** START OF Document extract **

Mountainous cold temperate areas have high SOC content but have large spatial variability, due to differences in climate and vegetation (Li et al. 2010). This spatial variability has made it difficult to predict the spatial distribution of SOC in forest soils (Yanai et al. 2000; Fahey et al. 2005). Various studies have reported the influence of topography (Yoo et al. 2006), climatic conditions (Leirós et al. 1999; Davidson and Janssens 2006), soil composition (Jobbágy and Jackson 2000), litter quality and its decomposition rate (Yang et al. 2005; Sariyildiz 2008), and species composition or vegetation type (Liski 1995; Schulp et al. 2008; Li and Han 2008) on the spatial distribution of SOC.

The Himalayas are among the youngest mountain ranges on the planet and consist mostly of sedimentary and metamorphic rocks. In India, the Himalaya occupies 16.2 % of the total geographical area and spans over 12 states of the country. The Himalayas in India are categorized into Northern Himalaya, Western Himalaya, Central Himalaya, and Northeastern Himalaya (Nautiyal et al. 2005). The geographical area of the Jammu and Kashmir state is 101,387km2, and from which, 20,230km2 is under forest cover. The vegetation of the area is described as temperate type with conifers as the main component. There is a great altitudinal variation among the forest types. The low-lying (1550–2000 m) temperate forests in the area are mainly composed of broad-leaved species such as Populus deltoides, Juglans regia, Salix species, Ulmus villosa, etc., whereas the mid-altitude (2000–2800 m) forests are composed of conifers like Pinus wallichiana, Cedrus deodara, Abies pindrow and Picea smithiana; however, in high altitude (2800–3250 m), Betula utilis is dominant and constitutes as the timber line. These seven forest types are the major ones in the study area. Populus deltoides and J. regia forest types are managed plantations and are mono-dominant. Understory shrub vegetation is absent in these forest types, as they are managed plantations, and these are highly disturbed due to anthropogenic pressure and grazing by local livestock. The mid-elevation coniferous (C. deodara, Pinus wallichiana, mixed coniferous, and A. pindrow) forests are natural and understory vegetation is dominated by shrub and herb species of Viburnum grandiflorum and Stipa sibirica, respectively. However, in high altitude, broad-leaved natural forest has low tree density and understory vegetation is dominated by Rhododendron anthopogon and Malva neglecta. In Kashmir Himalayas, no work on SOC stocks along an altitudinal gradient has been done so far; hence, the present study was aimed to the following: (1) estimate SOC stocks along an altitudinal gradient of 1550 to 3250 m in temperate forests of Kashmir Himalayas and (2) estimate bulk density along an altitudinal gradient in temperate forests of Kashmir Himalayas. This study will provide a baseline soil C stock data, which helps to assess the plausibility of diverse published inventory data.

** END OF Document extract **
** START OF Material supplied **

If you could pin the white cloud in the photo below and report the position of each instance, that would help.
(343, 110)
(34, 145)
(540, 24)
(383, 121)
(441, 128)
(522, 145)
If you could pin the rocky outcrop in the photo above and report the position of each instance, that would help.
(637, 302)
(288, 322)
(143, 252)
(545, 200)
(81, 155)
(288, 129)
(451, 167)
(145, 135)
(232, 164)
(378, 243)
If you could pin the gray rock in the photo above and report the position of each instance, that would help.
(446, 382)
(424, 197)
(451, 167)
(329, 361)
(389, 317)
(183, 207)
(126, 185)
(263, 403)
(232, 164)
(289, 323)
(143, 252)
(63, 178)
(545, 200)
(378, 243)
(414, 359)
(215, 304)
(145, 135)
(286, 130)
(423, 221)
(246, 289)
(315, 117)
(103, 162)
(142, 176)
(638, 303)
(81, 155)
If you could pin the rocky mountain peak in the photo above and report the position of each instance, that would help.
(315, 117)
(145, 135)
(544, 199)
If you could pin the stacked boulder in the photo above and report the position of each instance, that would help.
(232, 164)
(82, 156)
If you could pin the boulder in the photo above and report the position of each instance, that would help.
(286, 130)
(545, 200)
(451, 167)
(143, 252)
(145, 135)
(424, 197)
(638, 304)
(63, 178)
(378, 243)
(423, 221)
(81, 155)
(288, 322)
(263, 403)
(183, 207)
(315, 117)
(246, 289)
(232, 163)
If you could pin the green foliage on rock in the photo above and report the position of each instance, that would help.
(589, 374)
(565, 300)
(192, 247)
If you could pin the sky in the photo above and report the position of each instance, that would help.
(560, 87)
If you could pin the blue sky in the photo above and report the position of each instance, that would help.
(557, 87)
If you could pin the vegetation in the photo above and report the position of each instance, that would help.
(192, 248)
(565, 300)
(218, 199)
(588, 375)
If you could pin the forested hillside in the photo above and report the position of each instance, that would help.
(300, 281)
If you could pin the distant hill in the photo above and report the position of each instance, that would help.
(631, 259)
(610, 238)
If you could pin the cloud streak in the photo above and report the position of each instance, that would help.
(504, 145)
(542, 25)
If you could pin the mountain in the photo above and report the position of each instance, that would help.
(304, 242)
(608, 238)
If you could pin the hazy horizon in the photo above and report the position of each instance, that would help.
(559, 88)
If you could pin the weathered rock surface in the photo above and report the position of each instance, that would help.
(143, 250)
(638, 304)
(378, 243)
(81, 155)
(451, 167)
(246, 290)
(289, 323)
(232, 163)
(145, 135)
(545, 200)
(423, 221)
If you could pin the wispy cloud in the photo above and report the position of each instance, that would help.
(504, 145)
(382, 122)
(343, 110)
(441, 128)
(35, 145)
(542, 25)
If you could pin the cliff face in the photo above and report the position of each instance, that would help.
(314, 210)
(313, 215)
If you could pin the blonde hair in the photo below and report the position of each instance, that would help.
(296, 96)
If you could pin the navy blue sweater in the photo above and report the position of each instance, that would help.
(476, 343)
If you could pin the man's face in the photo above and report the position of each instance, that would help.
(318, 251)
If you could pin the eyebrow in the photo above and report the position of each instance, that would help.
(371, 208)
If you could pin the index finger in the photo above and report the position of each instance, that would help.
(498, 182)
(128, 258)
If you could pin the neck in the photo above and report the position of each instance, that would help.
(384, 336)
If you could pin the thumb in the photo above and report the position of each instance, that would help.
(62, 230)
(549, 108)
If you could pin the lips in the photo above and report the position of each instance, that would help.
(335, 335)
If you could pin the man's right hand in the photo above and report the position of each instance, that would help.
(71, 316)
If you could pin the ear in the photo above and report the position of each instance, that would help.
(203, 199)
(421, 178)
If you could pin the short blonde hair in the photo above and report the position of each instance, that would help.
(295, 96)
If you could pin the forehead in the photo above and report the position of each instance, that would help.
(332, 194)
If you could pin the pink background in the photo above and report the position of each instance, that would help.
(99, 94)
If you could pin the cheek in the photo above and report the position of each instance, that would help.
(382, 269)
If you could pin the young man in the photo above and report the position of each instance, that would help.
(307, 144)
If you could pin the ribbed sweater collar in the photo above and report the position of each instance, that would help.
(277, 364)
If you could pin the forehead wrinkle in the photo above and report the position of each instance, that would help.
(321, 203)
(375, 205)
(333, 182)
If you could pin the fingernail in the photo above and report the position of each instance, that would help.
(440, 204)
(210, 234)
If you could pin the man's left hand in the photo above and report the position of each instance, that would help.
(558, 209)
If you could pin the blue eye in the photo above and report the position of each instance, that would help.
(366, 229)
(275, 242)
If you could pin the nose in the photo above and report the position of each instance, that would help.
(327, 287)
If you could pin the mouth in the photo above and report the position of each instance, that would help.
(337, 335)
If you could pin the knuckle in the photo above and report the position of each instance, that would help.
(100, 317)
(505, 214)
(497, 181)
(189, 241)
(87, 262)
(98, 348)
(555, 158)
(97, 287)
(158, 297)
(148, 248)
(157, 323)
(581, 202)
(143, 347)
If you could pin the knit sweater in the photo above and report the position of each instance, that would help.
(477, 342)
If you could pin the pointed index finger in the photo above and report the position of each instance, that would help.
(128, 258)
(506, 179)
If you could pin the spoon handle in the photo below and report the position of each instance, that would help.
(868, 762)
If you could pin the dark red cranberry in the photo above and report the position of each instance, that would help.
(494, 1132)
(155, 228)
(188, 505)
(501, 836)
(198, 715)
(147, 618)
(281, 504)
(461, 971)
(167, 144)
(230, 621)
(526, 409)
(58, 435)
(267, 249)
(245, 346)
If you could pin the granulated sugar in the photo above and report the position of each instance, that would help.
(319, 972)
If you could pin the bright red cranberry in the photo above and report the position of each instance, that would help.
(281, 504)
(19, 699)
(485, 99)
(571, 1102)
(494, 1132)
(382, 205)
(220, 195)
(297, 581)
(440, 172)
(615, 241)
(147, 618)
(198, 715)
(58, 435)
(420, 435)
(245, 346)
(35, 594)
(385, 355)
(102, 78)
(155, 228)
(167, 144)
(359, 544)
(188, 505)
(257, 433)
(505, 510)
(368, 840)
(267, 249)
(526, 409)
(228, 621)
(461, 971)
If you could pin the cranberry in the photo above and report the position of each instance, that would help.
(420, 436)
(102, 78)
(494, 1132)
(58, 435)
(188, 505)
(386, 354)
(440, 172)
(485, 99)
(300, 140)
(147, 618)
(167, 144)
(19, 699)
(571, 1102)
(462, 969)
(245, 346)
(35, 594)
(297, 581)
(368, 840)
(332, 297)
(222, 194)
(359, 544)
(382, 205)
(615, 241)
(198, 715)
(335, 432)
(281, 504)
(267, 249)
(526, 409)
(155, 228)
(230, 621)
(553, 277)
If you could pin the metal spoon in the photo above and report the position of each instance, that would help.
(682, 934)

** END OF Material supplied **

Write the next part of the passage on soil organic carbon in the temperate forests of the Kashmir Himalayas, starting right after its final sentence. None of the lines are needed.

Materials and methods

Study area

The present study was conducted in temperate zone (1550 to 3200 m) of Anantnag district of Kashmir Himalayas in the Jammu and Kashmir (J&K) state of India (Fig. 1). Anantnag is situated in southern part of the Kashmir Himalaya and is one of the southern-most districts of the J&K state, between 33° 45′–34° 15′ N latitude and 74° 02′–75° 32′ E longitude, covering about 3984 km2, out of which 36.09 % (1438 km2) of the total geographical area is forested (FSI 2011). This temperate region receives moderate to high snowfall from December to February. Average annual precipitation in this area ranged between 844 and 1213 mm, and the mean monthly temperatures range from −8.3 to 26 °C (Fig. 2). The study was carried out in seven different altitudes and the forest types have been selected based on the dominant tree species: Populus deltoides, 1550–1800 m; J. regia, 1800–2000 m; C. deodara, 2050–2300 m; Pinus wallichiana, 2000–2300 m; mixed type, 2200–2400 m; A. pindrow, 2300–2800 m; and B. utilis, 2800–3200 m. A total of 59 plots of 50 × 50 m2 (0.25 ha) each were selected along an altitudinal gradient for the detailed study (Table 1). The number of plots (50 m × 50 m) selected in each forest type was proportional to total cover of each forest type in this mountainous region.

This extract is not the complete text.